**TEXT PROVIDED**
Begin

More specifically, analog-to-digital converter (A/D) 171 generates optical intensity sample data that is stored in memory 172. Samples are captured and stored at a sufficient frequency to capture details such as the waveform peak of the electrical signal. For example, in one embodiment, samples of the electrical signal are obtained at a rate of 1000x per cycle of the modulation frequency ω_m. Memory 172 stores sample data covering a sufficient number of cycles so that averaging the cycles of sample data stored in memory 172 effectively averages out random noise captured during individual cycles. For example, in some embodiments, memory 172 stores between 10 to 100 cycles of sample data. Alternately, in other embodiments, memory 172 may store an average of previously captured cycles and a weighted average is performed with data samples for the most recently captured cycle or cycles. The averaging of sample data stored in memory 172 is performed by processor 174 in order to arrive at the value of the peak optical intensity. Processor 172 further drives tunable ½ waveplate 122 via a waveplate controller 175 to maximize the peak optical intensity of light received at photodetector 114. That is, waveplate controller 175 produces the driving voltage that controls tunable ½ waveplate 122 based on a control signal from processor 172. Maximizing peak optical intensity of light received at photodetector 114 results in driving Δε to zero.

In one embodiment, processor 172 maximizes peak optical intensity by observing the effects adjusting tunable ½ waveplate 122 has on the observed peak optical intensity. For example, if rotating the axis of tunable ½ waveplate 122 in one direction produces an increase in peak optical intensity, then peak optical intensity prior to the adjustment was not maximized. When a control point is found such that rotating the plane of linear polarization in either direction from that control point will produce a decrease in peak optical intensity, then peak optical intensity at that control point is maximized.

In one embodiment the 1^st feedback loop used for controlling Δϕ is operated at higher bandwidth than the 2^nd feedback loop used for controlling Δε. Keeping the two loops separated in frequency space can be utilized to avoid conflicts between them. For example, in one embodiment where the 1^st harmonic feedback loop operates with 100Hz bandwidth, the 2^nd harmonic feedback loop operates with 1-10Hz since variations in phase error may be expected to occur at a greater frequency that variations in the relative amplitude error.

End

**DATA SHOWN**
Begin

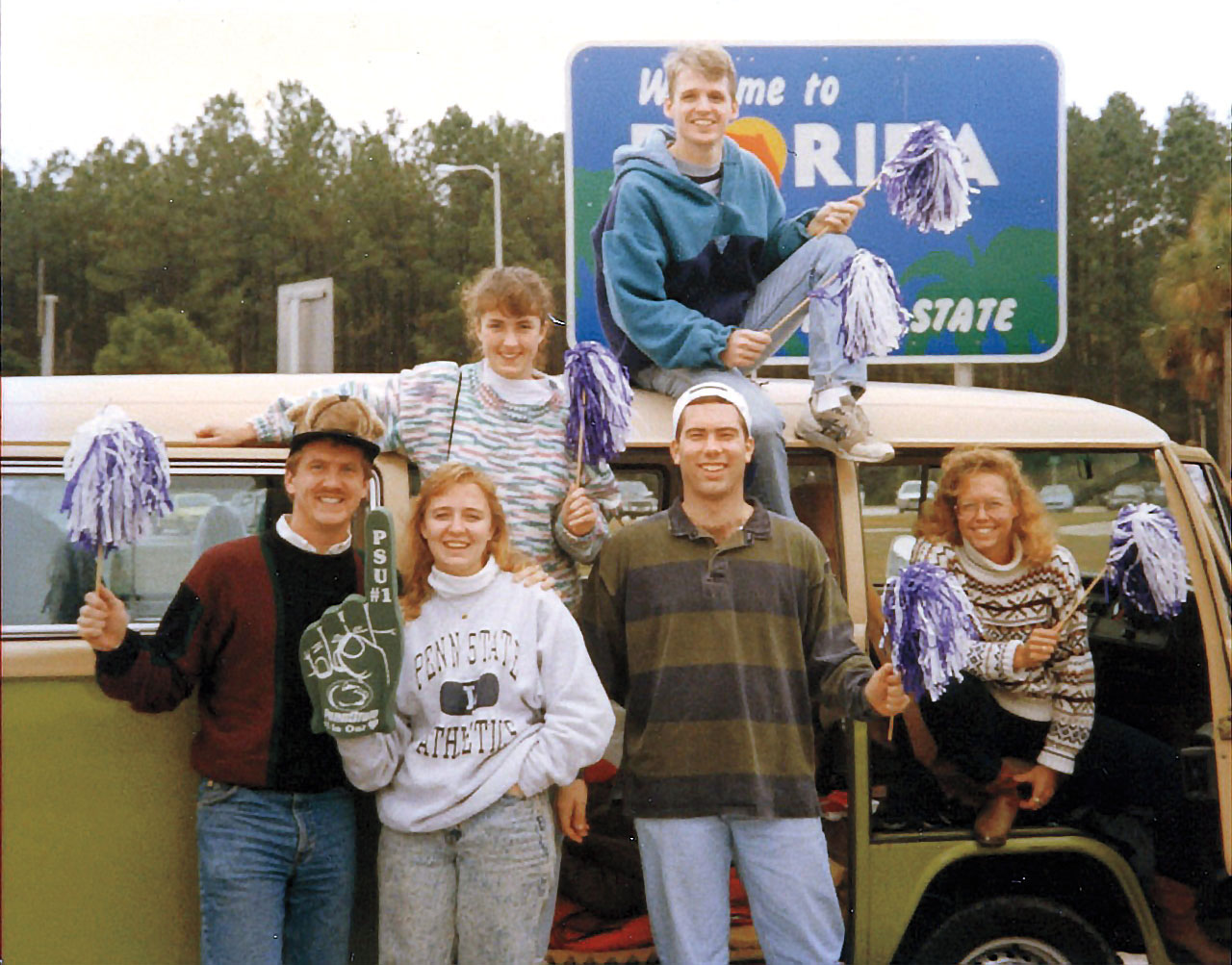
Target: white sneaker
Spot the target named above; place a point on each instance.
(843, 430)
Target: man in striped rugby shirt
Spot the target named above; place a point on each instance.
(720, 626)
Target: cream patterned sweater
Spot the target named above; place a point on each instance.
(1011, 600)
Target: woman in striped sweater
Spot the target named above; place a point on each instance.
(1024, 714)
(500, 415)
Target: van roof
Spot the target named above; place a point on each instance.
(47, 410)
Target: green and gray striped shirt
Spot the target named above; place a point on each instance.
(720, 653)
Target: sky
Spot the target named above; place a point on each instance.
(73, 73)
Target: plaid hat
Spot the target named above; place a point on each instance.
(339, 419)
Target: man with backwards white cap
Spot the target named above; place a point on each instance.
(718, 625)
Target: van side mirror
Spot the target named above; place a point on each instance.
(901, 549)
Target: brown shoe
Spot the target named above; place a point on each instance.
(1177, 915)
(995, 819)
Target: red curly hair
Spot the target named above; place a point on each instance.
(939, 521)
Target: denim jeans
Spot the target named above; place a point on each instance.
(477, 888)
(276, 873)
(785, 869)
(813, 263)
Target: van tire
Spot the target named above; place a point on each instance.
(1023, 929)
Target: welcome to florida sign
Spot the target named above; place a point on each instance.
(823, 119)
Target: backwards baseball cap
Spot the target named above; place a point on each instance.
(709, 391)
(338, 419)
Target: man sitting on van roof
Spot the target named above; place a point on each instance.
(696, 261)
(720, 626)
(275, 813)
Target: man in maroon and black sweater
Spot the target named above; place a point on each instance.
(275, 813)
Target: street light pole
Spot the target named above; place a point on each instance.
(445, 170)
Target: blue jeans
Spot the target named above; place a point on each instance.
(813, 263)
(768, 472)
(783, 290)
(276, 873)
(785, 869)
(477, 888)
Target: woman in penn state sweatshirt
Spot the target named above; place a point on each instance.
(497, 701)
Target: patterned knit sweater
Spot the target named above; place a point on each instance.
(1012, 600)
(720, 655)
(520, 447)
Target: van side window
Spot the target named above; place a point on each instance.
(44, 577)
(1214, 497)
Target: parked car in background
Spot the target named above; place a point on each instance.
(1057, 497)
(909, 496)
(1124, 495)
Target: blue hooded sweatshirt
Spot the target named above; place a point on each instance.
(676, 266)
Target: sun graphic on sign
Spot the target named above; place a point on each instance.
(761, 138)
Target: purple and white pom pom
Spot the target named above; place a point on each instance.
(931, 625)
(874, 317)
(601, 401)
(1146, 560)
(925, 182)
(118, 480)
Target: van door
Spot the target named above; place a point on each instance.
(1208, 539)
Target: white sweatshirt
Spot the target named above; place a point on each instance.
(497, 690)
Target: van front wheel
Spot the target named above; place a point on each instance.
(1024, 930)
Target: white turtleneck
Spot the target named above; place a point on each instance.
(535, 391)
(496, 690)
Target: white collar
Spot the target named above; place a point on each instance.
(284, 529)
(460, 586)
(978, 559)
(523, 392)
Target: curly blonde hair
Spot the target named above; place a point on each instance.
(416, 587)
(708, 60)
(939, 521)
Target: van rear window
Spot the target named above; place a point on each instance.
(44, 577)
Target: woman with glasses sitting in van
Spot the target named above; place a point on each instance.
(497, 700)
(1023, 718)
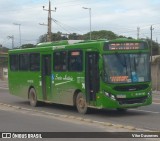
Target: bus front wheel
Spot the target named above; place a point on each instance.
(81, 103)
(33, 97)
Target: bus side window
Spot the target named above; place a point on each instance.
(24, 62)
(60, 61)
(14, 62)
(75, 61)
(34, 62)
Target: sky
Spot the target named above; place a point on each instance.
(123, 17)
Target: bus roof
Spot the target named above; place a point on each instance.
(49, 46)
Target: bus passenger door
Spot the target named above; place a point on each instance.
(46, 75)
(92, 75)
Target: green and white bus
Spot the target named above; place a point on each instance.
(100, 74)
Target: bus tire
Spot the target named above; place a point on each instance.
(33, 97)
(81, 103)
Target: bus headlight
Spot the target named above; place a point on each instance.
(149, 93)
(111, 96)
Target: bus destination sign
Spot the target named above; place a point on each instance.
(124, 46)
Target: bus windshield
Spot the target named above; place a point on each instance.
(126, 68)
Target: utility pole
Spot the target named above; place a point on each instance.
(12, 38)
(151, 28)
(49, 33)
(90, 24)
(138, 30)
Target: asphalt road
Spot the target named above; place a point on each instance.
(146, 118)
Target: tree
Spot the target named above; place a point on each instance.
(155, 47)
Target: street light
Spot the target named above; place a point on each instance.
(19, 32)
(90, 20)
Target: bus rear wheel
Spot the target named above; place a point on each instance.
(33, 97)
(81, 103)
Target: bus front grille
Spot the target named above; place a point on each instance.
(139, 100)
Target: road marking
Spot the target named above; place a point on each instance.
(146, 111)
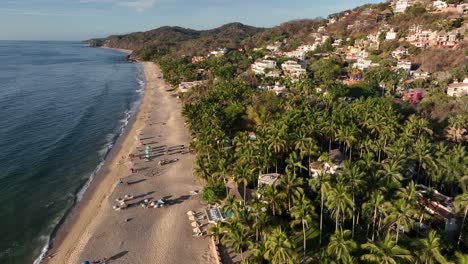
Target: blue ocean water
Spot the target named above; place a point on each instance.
(62, 105)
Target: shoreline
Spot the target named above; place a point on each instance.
(93, 230)
(71, 217)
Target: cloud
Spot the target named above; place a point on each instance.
(21, 12)
(138, 5)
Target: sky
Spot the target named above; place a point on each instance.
(84, 19)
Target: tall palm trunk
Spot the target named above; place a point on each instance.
(463, 224)
(321, 216)
(303, 233)
(354, 217)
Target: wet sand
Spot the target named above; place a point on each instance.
(140, 235)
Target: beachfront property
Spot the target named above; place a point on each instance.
(196, 59)
(363, 64)
(331, 166)
(277, 88)
(260, 66)
(268, 179)
(400, 6)
(293, 69)
(219, 52)
(458, 89)
(391, 35)
(187, 86)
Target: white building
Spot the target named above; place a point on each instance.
(307, 47)
(293, 68)
(273, 48)
(458, 89)
(187, 86)
(219, 52)
(362, 64)
(277, 88)
(399, 52)
(439, 4)
(401, 5)
(373, 37)
(298, 54)
(391, 35)
(405, 65)
(260, 66)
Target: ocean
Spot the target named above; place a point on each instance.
(62, 106)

End

**PROBLEMS AND TASKS**
1 - Transcribe the passage on waveplate feedback control from "In one embodiment the" up to and including "relative amplitude error.".
2 - Rewrite the rows from the line with "Target: van side window" up to and including the line with "(1208, 539)", swapping "van" for "truck" and leaving everything else as it is. Return only those lines.

**RESULTS FOR THE EXERCISE**
1 -
In one embodiment the 1^st feedback loop used for controlling Δϕ is operated at higher bandwidth than the 2^nd feedback loop used for controlling Δε. Keeping the two loops separated in frequency space can be utilized to avoid conflicts between them. For example, in one embodiment where the 1^st harmonic feedback loop operates with 100Hz bandwidth, the 2^nd harmonic feedback loop operates with 1-10Hz since variations in phase error may be expected to occur at a greater frequency that variations in the relative amplitude error.

2 -
Target: truck side window
Spot the target named above; place a point on each instance.
(44, 577)
(1214, 497)
Target: parked car in background
Spot the target named above; place a point on each instance.
(1057, 497)
(909, 496)
(1124, 495)
Target: blue hooded sweatshirt
Spot the target named above; place a point on each instance.
(676, 266)
Target: sun graphic on sign
Spot the target named above; place a point on each instance.
(761, 138)
Target: purple and white pom pom
Spot the target named above; place a point on each instance.
(931, 625)
(874, 317)
(601, 401)
(1146, 560)
(925, 182)
(118, 480)
Target: truck door
Spot the target named above; place a point on each instance.
(1208, 539)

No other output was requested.